**Text:**
Is it up to us to keep doing it the traditional way for authenticity though?

I would think the average buyer of handmade furniture is always right, and that they would expect the highest standard in freestanding peices, otherwise why not go to Ikea/OFL.

You could argue its a nod to tradition, but with the advancement of technology,
has the goal posts not moved? 

One could counter argue with this though, and suggest old methods are still valid as environmental impact needs to be considered nowadays.

What say ye, about this 
Thanks
Tom


----------



## Hornbeam (1 Feb 2021)

I totally agree with Aidan that many very high quality pieces had very crude backs etc. 
The question is where do you stop. Should you only focus on the visible aspect of the piece when everything is closed. Why do drawers with fine London pattern exude quality when structurally the are much poorer than coarser ones. Drawer bottoms with drawer slips and cedar bottoms easier to do wider drawer sides and a ply base as they are never seen
My point is see what the client wants/understands and then make accordingly


----------



## Jacob (1 Feb 2021)

Hornbeam said:


> I totally agree with Aidan that many very high quality pieces had very crude backs etc.

**Task goal:**
Copy out the whole furniture thread, word for word. The entries come from a separate source, not from the furniture thread.

**Provided material:**
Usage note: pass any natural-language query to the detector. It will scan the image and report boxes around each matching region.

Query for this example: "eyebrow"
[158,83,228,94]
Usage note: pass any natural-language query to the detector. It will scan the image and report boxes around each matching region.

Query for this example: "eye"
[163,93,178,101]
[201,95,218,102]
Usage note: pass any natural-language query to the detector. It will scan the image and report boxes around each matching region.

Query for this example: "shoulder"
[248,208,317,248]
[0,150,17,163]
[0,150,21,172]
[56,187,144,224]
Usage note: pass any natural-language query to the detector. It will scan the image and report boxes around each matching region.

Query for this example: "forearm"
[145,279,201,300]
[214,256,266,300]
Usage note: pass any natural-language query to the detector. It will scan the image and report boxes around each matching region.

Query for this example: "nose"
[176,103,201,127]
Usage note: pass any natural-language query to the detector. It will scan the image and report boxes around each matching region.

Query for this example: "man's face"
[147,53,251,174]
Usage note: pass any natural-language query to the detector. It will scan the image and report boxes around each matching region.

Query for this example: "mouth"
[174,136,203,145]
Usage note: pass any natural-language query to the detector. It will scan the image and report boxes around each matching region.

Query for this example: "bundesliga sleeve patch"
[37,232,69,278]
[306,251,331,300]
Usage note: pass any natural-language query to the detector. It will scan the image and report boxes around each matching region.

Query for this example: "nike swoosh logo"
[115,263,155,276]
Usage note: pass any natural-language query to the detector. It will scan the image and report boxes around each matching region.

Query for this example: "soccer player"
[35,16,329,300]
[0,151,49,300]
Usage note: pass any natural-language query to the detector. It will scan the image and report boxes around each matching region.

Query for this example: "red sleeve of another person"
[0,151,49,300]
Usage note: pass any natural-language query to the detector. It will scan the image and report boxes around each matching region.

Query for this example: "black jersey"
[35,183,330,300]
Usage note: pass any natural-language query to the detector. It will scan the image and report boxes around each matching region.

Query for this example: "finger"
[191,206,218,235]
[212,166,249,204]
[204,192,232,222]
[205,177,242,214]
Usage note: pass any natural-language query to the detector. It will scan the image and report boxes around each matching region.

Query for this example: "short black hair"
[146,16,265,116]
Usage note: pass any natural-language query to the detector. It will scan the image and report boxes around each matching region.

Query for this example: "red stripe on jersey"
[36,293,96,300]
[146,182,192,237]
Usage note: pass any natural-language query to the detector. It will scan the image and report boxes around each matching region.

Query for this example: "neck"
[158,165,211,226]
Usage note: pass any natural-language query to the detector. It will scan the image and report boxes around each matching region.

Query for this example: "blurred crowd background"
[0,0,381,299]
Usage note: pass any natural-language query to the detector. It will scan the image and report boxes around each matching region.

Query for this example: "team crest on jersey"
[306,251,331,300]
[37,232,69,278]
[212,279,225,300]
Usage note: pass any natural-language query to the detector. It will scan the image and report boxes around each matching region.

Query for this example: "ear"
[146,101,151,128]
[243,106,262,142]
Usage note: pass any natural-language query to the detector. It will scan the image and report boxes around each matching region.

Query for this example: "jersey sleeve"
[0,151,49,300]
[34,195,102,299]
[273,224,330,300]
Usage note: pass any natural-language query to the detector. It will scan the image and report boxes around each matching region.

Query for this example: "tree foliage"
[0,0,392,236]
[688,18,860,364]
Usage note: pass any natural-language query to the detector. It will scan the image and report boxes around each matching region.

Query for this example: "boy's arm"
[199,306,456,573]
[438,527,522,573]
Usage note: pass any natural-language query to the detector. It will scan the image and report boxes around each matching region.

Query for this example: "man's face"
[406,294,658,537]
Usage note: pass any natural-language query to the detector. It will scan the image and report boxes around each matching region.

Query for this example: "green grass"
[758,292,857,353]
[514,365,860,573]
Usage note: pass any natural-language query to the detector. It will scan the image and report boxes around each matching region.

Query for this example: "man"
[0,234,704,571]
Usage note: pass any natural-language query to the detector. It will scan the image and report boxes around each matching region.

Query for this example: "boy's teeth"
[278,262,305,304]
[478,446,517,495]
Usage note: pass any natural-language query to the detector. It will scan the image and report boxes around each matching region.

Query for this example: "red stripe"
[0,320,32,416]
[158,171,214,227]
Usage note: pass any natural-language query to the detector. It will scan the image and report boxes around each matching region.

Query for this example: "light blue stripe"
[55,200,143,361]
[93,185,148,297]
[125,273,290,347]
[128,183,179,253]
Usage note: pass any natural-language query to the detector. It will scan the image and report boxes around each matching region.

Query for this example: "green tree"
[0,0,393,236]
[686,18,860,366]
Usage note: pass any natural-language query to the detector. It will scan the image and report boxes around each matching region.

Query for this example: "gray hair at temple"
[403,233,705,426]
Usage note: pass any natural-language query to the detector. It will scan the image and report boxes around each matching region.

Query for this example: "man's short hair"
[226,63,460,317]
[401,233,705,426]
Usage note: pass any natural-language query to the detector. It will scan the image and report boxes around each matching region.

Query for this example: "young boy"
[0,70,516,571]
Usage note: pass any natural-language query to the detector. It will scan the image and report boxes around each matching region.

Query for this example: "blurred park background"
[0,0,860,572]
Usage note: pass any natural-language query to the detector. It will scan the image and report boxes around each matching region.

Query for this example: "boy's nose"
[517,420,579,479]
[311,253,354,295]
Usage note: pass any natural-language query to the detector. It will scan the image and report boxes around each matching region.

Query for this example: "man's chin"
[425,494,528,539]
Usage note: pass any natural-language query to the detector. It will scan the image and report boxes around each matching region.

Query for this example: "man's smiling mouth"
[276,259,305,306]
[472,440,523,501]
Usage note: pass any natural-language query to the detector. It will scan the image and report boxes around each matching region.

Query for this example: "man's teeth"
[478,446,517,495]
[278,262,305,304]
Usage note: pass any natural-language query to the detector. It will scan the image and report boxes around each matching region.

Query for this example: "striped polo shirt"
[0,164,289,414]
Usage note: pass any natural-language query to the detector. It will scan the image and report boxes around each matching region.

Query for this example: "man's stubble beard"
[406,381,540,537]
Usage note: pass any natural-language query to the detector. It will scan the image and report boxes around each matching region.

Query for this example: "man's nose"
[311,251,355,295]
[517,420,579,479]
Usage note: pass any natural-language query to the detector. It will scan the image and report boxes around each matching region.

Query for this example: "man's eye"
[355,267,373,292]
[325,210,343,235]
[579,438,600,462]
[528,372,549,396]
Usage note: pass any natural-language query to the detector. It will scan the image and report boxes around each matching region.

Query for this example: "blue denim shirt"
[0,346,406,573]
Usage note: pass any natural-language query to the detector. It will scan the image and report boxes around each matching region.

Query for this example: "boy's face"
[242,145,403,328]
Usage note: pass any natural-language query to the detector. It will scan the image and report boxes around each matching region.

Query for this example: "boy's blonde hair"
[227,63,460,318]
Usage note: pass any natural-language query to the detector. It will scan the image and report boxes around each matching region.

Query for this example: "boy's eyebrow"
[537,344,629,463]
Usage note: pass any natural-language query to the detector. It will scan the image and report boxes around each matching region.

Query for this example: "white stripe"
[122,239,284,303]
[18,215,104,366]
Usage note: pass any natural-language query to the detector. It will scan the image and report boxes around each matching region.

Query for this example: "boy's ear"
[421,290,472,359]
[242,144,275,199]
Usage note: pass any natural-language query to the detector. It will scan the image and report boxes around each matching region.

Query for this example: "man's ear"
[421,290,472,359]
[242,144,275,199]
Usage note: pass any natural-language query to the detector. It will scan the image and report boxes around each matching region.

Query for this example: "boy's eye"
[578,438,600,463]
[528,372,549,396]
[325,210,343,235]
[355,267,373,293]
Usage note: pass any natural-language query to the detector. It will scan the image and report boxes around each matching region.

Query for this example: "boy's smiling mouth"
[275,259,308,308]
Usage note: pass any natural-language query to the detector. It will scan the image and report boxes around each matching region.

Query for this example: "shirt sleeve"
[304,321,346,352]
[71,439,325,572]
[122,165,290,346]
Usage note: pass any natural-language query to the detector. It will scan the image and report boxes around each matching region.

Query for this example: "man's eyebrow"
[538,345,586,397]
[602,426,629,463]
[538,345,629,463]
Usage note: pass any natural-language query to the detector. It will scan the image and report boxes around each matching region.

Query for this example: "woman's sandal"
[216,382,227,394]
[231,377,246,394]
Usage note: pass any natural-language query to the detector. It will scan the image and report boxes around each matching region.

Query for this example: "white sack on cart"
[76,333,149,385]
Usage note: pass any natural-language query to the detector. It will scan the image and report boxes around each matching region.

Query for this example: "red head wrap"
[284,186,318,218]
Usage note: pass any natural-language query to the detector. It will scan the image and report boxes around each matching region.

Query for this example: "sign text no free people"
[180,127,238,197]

**Output of the exercise:**
Is it up to us to keep doing it the traditional way for authenticity though?

I would think the average buyer of handmade furniture is always right, and that they would expect the highest standard in freestanding peices, otherwise why not go to Ikea/OFL.

You could argue its a nod to tradition, but with the advancement of technology,
has the goal posts not moved? 

One could counter argue with this though, and suggest old methods are still valid as environmental impact needs to be considered nowadays.

What say ye, about this 
Thanks
Tom


----------



## Hornbeam (1 Feb 2021)

I totally agree with Aidan that many very high quality pieces had very crude backs etc. 
The question is where do you stop. Should you only focus on the visible aspect of the piece when everything is closed. Why do drawers with fine London pattern exude quality when structurally the are much poorer than coarser ones. Drawer bottoms with drawer slips and cedar bottoms easier to do wider drawer sides and a ply base as they are never seen
My point is see what the client wants/understands and then make accordingly


----------



## Jacob (1 Feb 2021)

Hornbeam said:


> I totally agree with Aidan that many very high quality pieces had very crude backs etc.